* **Your goal**: Retype precisely the section of the data that starts at the line containing "Corridor-survey task: point out each instance of the bearded" and runs to its final line, ends included.

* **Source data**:
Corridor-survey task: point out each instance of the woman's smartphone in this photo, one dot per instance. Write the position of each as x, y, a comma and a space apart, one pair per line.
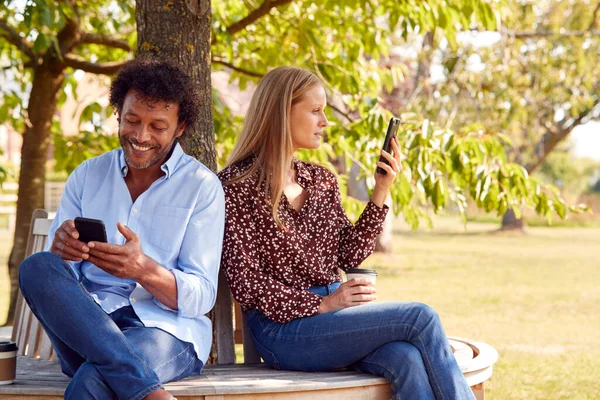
387, 143
90, 230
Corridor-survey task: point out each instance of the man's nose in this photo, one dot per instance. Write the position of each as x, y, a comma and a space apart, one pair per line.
143, 134
324, 121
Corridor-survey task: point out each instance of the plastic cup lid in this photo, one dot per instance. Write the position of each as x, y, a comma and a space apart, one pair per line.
8, 346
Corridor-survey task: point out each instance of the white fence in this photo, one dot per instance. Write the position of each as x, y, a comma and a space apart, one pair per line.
8, 200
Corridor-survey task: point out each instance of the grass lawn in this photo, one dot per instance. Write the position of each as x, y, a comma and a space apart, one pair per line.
535, 298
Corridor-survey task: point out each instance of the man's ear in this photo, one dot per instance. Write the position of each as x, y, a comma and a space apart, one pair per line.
180, 130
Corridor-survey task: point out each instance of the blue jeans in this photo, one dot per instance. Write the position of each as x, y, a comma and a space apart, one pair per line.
107, 356
403, 342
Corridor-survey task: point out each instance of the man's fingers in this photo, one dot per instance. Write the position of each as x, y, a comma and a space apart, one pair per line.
69, 227
68, 253
104, 256
68, 241
104, 265
125, 231
107, 247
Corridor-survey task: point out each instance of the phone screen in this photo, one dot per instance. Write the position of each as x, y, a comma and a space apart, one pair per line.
387, 143
90, 230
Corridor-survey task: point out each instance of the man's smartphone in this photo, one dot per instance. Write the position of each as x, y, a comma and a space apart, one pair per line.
387, 143
90, 230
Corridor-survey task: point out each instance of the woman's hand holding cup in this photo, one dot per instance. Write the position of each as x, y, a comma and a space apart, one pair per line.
354, 292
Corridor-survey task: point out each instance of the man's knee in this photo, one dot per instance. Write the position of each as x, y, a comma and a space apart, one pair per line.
88, 383
426, 312
37, 268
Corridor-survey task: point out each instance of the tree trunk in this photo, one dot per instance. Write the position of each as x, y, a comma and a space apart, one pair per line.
47, 81
180, 31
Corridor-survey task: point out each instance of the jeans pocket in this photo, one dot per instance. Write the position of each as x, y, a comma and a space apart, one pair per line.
260, 336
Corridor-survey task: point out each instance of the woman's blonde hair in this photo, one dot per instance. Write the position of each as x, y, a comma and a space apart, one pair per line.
267, 134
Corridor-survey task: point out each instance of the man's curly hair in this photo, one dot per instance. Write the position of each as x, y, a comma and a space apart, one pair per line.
157, 80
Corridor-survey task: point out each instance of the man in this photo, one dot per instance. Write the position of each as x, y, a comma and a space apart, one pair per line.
128, 315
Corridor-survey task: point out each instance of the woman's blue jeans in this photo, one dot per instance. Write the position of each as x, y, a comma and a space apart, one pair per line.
108, 356
403, 342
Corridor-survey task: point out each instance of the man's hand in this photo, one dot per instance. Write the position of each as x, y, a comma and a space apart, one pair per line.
126, 261
65, 243
352, 293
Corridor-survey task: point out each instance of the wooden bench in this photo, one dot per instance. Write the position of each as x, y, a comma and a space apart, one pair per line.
39, 376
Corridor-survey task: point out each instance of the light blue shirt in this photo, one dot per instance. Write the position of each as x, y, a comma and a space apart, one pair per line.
179, 219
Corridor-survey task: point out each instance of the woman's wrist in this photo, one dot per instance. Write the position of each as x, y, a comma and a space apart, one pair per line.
323, 307
379, 195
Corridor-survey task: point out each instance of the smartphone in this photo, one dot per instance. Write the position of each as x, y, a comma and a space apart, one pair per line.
90, 230
387, 143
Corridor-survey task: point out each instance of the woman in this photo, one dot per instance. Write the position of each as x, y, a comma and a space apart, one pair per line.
286, 236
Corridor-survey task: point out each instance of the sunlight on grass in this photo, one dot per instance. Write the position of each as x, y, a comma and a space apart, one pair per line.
535, 298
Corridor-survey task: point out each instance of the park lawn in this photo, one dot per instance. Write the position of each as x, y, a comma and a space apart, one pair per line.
535, 298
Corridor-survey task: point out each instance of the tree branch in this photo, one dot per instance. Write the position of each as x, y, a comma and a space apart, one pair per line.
553, 137
92, 38
109, 68
236, 69
255, 15
13, 37
537, 34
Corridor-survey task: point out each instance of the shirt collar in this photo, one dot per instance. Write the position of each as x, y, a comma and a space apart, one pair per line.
303, 172
168, 167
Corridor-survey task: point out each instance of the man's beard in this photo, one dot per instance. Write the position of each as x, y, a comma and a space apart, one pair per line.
156, 158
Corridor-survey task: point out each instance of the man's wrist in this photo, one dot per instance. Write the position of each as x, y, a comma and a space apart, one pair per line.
148, 270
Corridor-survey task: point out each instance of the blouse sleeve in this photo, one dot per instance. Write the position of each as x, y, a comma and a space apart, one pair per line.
250, 285
357, 241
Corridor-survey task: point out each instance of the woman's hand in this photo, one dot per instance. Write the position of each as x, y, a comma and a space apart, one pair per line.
352, 293
383, 183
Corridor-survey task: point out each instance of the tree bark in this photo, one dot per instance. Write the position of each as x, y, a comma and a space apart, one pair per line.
47, 81
180, 31
544, 147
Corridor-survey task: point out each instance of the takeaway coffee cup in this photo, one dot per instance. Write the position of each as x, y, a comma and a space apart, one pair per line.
369, 274
8, 362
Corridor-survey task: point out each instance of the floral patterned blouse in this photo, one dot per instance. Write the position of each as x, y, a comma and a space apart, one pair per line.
270, 269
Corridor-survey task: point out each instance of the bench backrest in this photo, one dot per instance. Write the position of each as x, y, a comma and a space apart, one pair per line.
33, 341
27, 331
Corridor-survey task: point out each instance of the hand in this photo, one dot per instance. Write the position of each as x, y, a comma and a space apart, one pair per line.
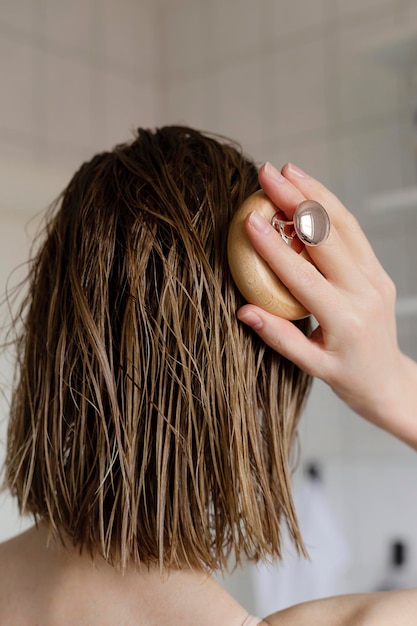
354, 349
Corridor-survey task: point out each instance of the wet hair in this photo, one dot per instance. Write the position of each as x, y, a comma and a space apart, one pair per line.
147, 424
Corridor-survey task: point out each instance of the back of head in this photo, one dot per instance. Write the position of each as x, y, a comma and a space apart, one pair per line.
147, 425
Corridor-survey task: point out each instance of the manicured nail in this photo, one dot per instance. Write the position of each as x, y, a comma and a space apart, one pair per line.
296, 170
273, 173
258, 222
251, 319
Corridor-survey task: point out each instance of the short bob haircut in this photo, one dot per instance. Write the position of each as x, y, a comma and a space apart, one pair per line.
147, 424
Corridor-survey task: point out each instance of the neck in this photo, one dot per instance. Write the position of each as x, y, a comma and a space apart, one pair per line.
182, 596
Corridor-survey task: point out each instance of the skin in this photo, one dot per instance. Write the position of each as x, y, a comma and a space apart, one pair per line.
354, 350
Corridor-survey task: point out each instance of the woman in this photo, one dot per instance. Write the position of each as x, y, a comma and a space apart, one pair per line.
150, 432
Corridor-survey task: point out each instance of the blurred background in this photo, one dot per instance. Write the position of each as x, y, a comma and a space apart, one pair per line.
328, 84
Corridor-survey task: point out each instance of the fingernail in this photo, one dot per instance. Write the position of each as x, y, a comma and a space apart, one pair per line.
273, 173
296, 170
251, 319
258, 222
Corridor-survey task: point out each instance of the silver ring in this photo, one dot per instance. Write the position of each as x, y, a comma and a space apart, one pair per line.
311, 224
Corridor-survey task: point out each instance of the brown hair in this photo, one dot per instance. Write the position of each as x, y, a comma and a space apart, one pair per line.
147, 424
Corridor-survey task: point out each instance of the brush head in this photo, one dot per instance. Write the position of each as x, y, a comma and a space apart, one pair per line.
252, 275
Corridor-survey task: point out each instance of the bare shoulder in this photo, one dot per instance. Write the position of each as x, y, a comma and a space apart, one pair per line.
373, 609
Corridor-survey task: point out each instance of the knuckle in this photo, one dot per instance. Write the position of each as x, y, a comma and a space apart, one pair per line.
304, 274
351, 223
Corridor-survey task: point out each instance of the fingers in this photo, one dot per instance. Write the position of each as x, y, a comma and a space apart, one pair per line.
292, 186
284, 337
341, 219
318, 291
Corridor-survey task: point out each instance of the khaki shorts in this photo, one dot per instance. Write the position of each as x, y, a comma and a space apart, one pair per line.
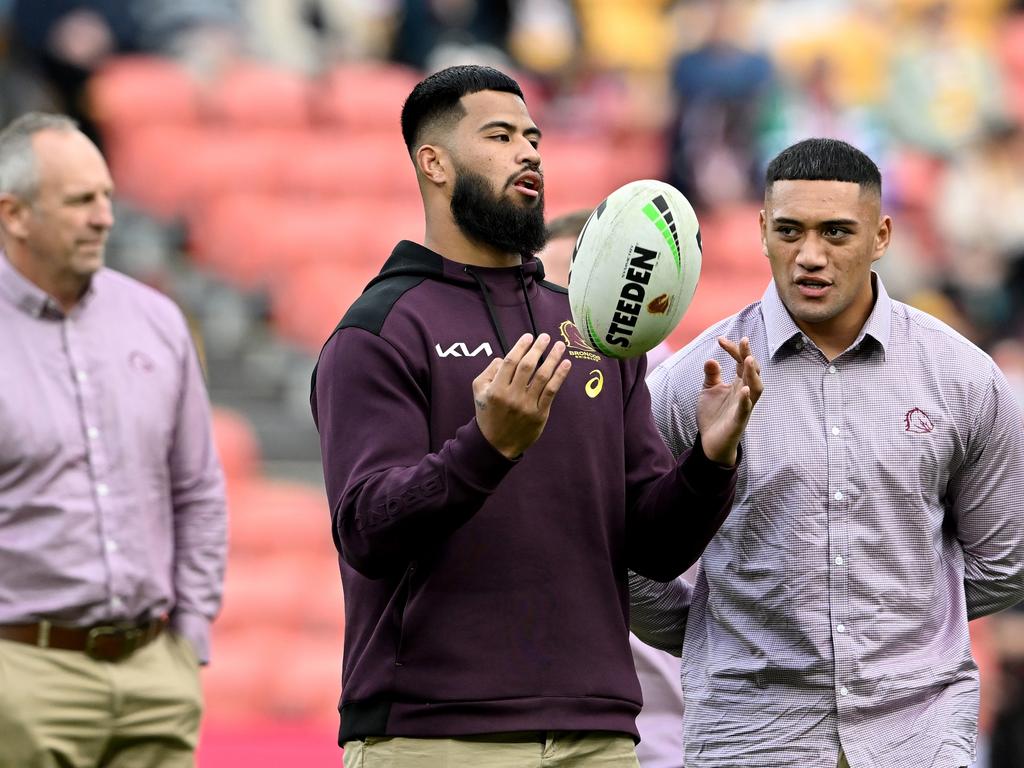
547, 750
60, 708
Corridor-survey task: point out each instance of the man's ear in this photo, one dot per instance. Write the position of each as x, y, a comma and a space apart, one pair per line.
433, 164
13, 216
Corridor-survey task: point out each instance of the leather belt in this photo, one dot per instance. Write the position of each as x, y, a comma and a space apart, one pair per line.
109, 642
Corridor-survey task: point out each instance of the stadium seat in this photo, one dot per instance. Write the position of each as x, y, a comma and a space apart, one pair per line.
239, 682
579, 171
237, 444
255, 240
366, 96
307, 304
336, 163
272, 516
133, 91
172, 171
253, 95
731, 240
717, 297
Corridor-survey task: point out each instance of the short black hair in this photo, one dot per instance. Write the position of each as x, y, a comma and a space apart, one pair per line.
436, 97
823, 160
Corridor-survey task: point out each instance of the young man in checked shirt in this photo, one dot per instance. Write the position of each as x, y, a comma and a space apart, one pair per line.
878, 508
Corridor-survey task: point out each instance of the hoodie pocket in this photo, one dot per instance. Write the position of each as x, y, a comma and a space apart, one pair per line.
402, 596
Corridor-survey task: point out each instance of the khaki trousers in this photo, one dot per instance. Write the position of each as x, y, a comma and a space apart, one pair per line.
550, 750
60, 709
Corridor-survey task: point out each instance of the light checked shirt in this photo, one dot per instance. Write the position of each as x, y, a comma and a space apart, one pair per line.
112, 501
879, 508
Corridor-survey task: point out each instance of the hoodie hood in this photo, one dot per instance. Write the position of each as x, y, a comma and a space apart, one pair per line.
500, 286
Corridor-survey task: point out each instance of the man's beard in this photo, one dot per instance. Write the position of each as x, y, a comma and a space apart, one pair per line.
495, 220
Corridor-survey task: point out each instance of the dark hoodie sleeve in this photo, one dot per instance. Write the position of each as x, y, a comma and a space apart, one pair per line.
674, 508
391, 499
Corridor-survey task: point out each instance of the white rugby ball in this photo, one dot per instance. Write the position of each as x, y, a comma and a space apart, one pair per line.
635, 267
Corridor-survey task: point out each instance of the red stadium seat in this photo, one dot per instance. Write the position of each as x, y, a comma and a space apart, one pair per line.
133, 91
256, 240
273, 516
340, 163
237, 444
731, 240
173, 171
366, 97
253, 95
307, 304
717, 297
578, 172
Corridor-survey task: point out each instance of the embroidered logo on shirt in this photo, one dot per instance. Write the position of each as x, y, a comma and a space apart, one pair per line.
916, 421
576, 344
459, 349
141, 361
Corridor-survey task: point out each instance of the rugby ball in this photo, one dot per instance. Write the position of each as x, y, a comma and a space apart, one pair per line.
635, 267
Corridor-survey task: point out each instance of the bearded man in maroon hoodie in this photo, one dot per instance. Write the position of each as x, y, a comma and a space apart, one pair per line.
493, 478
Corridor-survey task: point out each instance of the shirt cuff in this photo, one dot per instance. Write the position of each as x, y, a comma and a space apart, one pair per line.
702, 473
196, 630
477, 463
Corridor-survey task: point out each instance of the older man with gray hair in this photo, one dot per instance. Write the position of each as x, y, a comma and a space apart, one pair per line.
112, 503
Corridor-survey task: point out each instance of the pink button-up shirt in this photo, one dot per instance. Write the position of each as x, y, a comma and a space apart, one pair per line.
879, 507
112, 503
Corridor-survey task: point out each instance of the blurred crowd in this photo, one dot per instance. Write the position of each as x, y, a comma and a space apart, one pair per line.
706, 90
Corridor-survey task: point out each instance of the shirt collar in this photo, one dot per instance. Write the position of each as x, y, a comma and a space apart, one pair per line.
29, 297
780, 328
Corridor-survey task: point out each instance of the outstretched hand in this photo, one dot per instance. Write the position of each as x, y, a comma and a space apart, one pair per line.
514, 393
723, 410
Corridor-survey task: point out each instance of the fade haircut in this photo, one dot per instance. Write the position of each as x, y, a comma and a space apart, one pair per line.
435, 99
18, 170
823, 160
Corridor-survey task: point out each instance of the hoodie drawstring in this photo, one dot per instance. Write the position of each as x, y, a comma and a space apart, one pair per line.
494, 314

* **Exercise output**:
Corridor-survey task: point out each instance of the bearded man in maroon hoodie in this photo, one dot per instance. Write the position of each as x, y, a comma and a space apart, one pair per line.
493, 478
Corridor-survey task: point out each instance of the shirt cuff in this photo, one dot per instance. Write the position of each as x, y, a comma and a space apart, one pair per line.
702, 473
196, 630
477, 463
Corridor-survey task: point out each instance of the older man with gray hair in this photo, one dot per instance. Write the position of each as x, y, a comma and a space apart, one pair per line.
112, 503
Corridor-survey task: point out each instance of the pink button-up shirt in this photo, one dot per instance. Write the position of each as x, y, a comma and a space apart, one pair per line.
879, 507
112, 503
Corridor-survey task: point out each instance of the blurred crowd in this photo, one dot per instance. Write the position of each as x, y, a comma and a space apart, one pair per line.
706, 90
Corridor-survey task: point out each instance of the shirt collar in this photo, one dot per instance. Write the position of each as x, y, a comma and a space apart, one pair per line.
29, 297
780, 328
Corridor-survey task: point out each instance of the outstretched hand in this photo, one dot per instance. Write the position of each as x, y, a comma and a space apart, one pair per line.
514, 393
723, 410
Corridor-survey task: point out each instance of the fade haircut in this photo, one dot per instance. Write the position of each as x, y, a comma and a space apart, one pair per line.
435, 99
18, 170
823, 160
Corridor-survey task: point out each instance of the hoodie drawstring in this photo, one dot per instance. Write the position of each as x, y, a comma and a space apart, one pair per line.
494, 314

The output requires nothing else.